Objectives
**a)** Retype the part of the intake forum thread starting with "I don't think that" and going on through "reduction on airplanes)".
**b)** In the intake forum thread, what are scallops said to be used for on airplanes?
**c)** Rewrite the paragraph of the intake forum thread that begins "Not to discourage new ideas" in a shorter form, keeping its main facts.

Document passage

+ + + +

I don't think that the restrictor ring that I've seen would really restrict airflow that much, it has an interesting scallop shape on it too. Take a look:








Which makes me think that airflow characteristics (laminar vs turbulent) might have something to do with this. (scallops can calm airflow and are used for noise reduction on airplanes)
That all being said, I think we just need to shield the MAF a bit and we'd be okay.
I'll take a look at the MAF this weekend and think about how you could attach my shroud idea to it.
The way I'd make something like this:
1. Get a sheet of light gauge tin
2. Rule out and cut a piece large enough to cover the MAF sensor
3. Punch holes in it with a sharp awl or a punch
4. Roll it over a dowel or anything with the desired radius
5. Attach something that would stay on the MAF (keep in mind you wouldn't want anything flying into the engine at WOT)

Chime in guys...









_Modified by Albeezy36 at 12:01 PM 10-10-2008_ 


_Modified by Albeezy36 at 1:04 PM 10-10-2008_


----------



## dumbassmozart (Apr 19, 2007)

*Re: In light of LNT Intake debacle... (Albeezy36)*


_Quote, originally posted by *Albeezy36* »_
I've seen discussions of this before, but they went towards comparing laminar and turbulent flow. I don't think the characteristics of the airflow are necessarily the case, but more the volume. 


I think our Bosch MAF uses hot wire measurement. I read a little bit and these require laminar airflow, and respond to air density rather than volume.


----------



## AlBeezy36 (Jun 25, 2008)

*Re: In light of LNT Intake debacle... (dumbassmozart)*

Good looking out mozart,

_Quote, originally posted by *dumbassmozart* »_
I think our Bosch MAF uses hot wire measurement. I read a little bit and these require laminar airflow...

Okay so if the flow characteristics are important that would explain why the scallops would help keep the 08s CEL free.

_Quote, originally posted by *dumbassmozart* »_
...and respond to air density rather than volume. 

Remember that density is a function of mass and volume though, density=mass/volume. Therefore, we can't really change the mass of the air entering the intake, but we can effect the volume.
One idea an aero engineer here at work came up with was veins in the intake before the MAF, let me see if I can find a picture...
Here:








Not really the best picture explanation, but veins are basically slats that if given an aerodynamic profile can smooth the air flowing over them.
Let's keep brainstorming...


----------



## dumbassmozart (Apr 19, 2007)

*Re: In light of LNT Intake debacle... (Albeezy36)*

Not to discourage new ideas, but the scalloped restrictor plates on the Carbonios really did work for the people who used them. You should try to get your hands on one, or design one that fits the LNT if the one from Carbonio doesn't.


----------



## AlBeezy36 (Jun 25, 2008)

*Re: In light of LNT Intake debacle... (dumbassmozart)*


_Quote, originally posted by *dumbassmozart* »_Not to discourage new ideas, but the scalloped restrictor plates on the Carbonios really did work for the people who used them. You should try to get your hands on one, or design one that fits the LNT if the one from Carbonio doesn't. 

Interesting, if it fits right in front of the MAF then it should fit the LNT seeing as the MAF diameter is the inside diameter would be the same as all intakes for the 2.5.

+ + + +

Given records
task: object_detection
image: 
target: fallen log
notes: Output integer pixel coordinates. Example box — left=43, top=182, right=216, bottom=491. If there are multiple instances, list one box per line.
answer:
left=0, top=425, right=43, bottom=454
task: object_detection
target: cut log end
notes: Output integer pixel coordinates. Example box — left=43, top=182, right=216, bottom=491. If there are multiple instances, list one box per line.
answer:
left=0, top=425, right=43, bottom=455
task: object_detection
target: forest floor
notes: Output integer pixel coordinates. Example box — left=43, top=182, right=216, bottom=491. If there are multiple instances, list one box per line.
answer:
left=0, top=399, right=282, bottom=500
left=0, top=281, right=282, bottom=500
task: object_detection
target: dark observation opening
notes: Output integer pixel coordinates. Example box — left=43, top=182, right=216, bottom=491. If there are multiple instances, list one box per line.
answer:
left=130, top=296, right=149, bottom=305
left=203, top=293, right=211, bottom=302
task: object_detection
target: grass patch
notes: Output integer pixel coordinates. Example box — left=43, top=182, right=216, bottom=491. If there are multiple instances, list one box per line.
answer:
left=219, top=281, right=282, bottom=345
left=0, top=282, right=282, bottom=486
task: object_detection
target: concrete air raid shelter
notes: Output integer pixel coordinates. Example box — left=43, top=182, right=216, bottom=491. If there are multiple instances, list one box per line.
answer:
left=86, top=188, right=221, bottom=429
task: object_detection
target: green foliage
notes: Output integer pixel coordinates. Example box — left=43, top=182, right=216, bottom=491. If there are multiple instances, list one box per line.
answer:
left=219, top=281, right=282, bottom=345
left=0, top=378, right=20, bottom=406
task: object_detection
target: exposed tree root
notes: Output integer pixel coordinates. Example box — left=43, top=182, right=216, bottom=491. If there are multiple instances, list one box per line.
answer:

+ + + +

Complete answers
**a)**
I don't think that the restrictor ring that I've seen would really restrict airflow that much, it has an interesting scallop shape on it too. Take a look:








Which makes me think that airflow characteristics (laminar vs turbulent) might have something to do with this. (scallops can calm airflow and are used for noise reduction on airplanes)

**b)** Noise reduction.

**c)** The scalloped restrictor plates on the Carbonios worked for the people who used them. Get one, or design one that fits the LNT if the Carbonio one doesn't.